Different Forms of Psychological Therapy

Martin Hood is able to provide you with different forms of psychological therapy depending on the nature of the problem you are experiencing. The most effective therapy will be chosen in collaboration with you following an initial comprehensive clinical assessment session, lasting 50 minutes. At the end of this initial meeting, a provisional diagnosis will be provided, your goals for therapy will be discussed, and a tentative treatment plan developed, including discussion of the recommended type of therapy likely to produce the best outcome.


Cognitive Behaviour Therapy (CBT)

CBT is short term, focussed therapy which focussed on allowing clients to identify unhelpful thinking and behaviour patterns and to change these. CBT has been extensively investigated in rigorous clinical trials, focuses on immediate difficulties as well as long term strategies, and is tailored to each individual. The types of problems CBT addresses include anxiety (including panic, phobias, generalised anxiety and obsessive compulsive disorder), depression, stress, anger management, low self-esteem, adjustment difficulties, managing and coping with the effects of health problems (e.g., fatigue, pain), eating disorders (e.g., bulimia), post-traumatic stress disorder, and bipolar disorder. 

CBT is an active and collaborative treatment, where the client does not adopt a passive role, but rather becomes an active partner in the treatment team with the therapist. In CBT treatment, clients are taught about the vicious cycles of thinking, behaviour, emotions and physical reactions that maintain the disorder they are suffering from. Then therapy moves onto learing strategies such as relaxation, lifestyle changes, identifying and challenging 'automatic' thinking patterns, making gradual changes in unhelpful behaviours, such as avoidance of feared situations, and learning how to maintain treatment gains without relapsing. In addition, therapy continues outside the scheduled sessions, as research has shown the importance of clients practicing strategies and attempting tasks in between sessions. CBT incorporates these 'homework' tasks.


Acceptance and Commitment Therapy (ACT)

#### Assignment
According to the text on forms of psychological therapy, why does CBT include "homework" tasks? Answer in one to three sentences.

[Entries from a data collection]
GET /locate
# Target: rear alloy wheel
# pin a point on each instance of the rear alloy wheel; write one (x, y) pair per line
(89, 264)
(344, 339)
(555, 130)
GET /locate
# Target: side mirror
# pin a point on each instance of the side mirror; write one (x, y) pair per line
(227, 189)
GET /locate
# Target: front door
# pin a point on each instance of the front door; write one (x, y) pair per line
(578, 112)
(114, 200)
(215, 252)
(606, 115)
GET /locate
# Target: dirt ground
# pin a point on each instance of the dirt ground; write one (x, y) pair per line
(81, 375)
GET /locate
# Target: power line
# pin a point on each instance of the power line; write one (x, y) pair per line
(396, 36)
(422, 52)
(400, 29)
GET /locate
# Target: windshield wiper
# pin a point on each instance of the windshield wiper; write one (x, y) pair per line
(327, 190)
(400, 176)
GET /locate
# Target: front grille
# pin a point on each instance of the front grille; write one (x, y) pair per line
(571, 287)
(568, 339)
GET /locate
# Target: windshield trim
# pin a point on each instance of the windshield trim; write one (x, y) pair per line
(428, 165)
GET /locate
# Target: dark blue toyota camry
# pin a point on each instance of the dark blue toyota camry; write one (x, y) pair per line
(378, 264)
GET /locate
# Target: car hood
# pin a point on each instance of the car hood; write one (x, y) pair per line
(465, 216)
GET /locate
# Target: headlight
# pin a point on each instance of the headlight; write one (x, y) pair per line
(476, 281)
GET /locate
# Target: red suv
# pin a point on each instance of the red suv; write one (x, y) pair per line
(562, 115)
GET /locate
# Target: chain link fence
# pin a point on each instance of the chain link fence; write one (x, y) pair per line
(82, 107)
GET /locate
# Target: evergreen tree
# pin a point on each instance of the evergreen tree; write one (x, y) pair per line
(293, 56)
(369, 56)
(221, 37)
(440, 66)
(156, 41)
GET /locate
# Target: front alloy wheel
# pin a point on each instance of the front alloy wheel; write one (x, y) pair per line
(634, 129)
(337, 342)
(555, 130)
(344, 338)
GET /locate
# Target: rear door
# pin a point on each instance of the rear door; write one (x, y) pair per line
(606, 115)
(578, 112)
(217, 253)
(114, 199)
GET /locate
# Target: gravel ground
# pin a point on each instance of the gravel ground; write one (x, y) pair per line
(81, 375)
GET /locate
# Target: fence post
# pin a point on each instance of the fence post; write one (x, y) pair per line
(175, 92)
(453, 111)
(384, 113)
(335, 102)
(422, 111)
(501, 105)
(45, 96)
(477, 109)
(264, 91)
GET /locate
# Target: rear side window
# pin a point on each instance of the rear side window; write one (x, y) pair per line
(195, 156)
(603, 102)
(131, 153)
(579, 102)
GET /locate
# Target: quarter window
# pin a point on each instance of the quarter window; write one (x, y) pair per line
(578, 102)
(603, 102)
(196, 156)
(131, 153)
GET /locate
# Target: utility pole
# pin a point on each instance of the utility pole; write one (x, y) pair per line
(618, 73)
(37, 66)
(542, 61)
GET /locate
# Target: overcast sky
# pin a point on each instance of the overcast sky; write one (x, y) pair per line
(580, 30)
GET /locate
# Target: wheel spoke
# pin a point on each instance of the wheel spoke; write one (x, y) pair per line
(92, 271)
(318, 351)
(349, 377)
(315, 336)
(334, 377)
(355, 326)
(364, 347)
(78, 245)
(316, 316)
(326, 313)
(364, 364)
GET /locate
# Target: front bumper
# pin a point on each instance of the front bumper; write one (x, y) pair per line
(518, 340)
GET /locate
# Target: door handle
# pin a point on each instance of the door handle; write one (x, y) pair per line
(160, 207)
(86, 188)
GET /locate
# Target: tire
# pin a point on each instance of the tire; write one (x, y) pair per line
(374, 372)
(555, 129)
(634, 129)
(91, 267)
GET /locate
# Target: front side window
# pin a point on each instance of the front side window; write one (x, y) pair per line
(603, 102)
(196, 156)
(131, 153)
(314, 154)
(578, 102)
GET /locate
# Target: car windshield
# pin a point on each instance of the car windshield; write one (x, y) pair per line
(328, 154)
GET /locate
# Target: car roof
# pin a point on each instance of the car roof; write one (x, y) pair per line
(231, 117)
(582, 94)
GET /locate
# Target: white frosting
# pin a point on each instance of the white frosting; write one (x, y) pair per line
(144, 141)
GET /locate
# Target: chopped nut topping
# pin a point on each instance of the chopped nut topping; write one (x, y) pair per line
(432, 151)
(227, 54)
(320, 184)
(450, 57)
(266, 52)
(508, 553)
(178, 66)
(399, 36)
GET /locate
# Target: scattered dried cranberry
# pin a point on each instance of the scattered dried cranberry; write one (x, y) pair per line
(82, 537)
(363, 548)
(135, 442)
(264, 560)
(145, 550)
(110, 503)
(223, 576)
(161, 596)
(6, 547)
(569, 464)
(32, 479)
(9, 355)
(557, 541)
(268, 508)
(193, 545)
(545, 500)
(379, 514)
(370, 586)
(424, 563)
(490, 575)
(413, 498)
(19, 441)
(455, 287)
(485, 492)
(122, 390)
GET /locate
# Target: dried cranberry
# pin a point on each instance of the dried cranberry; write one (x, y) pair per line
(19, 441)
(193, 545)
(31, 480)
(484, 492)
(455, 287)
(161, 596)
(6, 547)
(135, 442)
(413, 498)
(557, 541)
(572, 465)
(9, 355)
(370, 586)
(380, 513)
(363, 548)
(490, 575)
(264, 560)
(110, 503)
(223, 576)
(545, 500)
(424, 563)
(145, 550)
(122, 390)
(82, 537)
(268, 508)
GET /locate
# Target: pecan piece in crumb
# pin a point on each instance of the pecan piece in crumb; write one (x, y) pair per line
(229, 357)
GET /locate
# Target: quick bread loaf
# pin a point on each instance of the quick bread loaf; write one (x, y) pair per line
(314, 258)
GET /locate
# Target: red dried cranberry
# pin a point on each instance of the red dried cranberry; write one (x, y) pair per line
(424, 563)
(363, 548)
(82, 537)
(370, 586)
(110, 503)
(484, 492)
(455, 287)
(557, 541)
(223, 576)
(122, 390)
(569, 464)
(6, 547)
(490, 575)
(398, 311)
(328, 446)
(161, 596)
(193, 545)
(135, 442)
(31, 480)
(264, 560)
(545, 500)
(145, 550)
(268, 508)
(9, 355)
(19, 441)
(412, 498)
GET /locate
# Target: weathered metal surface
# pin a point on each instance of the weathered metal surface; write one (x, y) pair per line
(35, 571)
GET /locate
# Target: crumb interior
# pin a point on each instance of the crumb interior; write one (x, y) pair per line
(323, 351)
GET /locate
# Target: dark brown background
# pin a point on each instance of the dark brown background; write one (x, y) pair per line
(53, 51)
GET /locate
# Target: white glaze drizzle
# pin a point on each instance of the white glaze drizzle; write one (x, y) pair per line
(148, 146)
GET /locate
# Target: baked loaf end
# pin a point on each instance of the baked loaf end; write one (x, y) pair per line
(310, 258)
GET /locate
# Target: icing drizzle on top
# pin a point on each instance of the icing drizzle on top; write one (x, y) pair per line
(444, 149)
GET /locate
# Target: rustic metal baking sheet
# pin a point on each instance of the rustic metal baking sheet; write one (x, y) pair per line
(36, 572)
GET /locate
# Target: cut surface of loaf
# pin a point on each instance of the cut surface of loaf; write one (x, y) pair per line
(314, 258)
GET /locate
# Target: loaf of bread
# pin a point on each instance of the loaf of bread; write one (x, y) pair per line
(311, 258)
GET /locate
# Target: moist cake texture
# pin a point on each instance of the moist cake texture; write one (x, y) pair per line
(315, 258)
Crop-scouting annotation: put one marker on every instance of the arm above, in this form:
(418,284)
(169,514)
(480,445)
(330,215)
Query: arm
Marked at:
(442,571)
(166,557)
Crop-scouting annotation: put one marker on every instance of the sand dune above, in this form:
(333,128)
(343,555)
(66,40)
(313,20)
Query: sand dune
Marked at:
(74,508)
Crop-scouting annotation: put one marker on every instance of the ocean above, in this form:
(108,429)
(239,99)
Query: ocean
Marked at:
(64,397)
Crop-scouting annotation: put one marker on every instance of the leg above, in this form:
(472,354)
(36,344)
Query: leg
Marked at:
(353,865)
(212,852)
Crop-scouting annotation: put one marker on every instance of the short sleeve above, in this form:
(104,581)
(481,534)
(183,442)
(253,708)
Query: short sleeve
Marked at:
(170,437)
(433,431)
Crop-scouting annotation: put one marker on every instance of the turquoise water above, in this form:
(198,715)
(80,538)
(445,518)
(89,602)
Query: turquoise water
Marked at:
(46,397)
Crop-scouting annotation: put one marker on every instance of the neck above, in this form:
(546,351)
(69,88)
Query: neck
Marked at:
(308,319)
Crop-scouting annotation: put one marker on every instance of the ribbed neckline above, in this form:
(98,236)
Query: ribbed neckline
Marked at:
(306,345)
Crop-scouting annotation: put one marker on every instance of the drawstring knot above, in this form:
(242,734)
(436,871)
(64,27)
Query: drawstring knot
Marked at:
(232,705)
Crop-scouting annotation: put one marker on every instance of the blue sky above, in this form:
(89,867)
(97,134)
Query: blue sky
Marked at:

#### Task response
CBT continues outside the scheduled sessions because research has shown the importance of clients practicing strategies and attempting tasks between sessions. The "homework" tasks are that between-session work.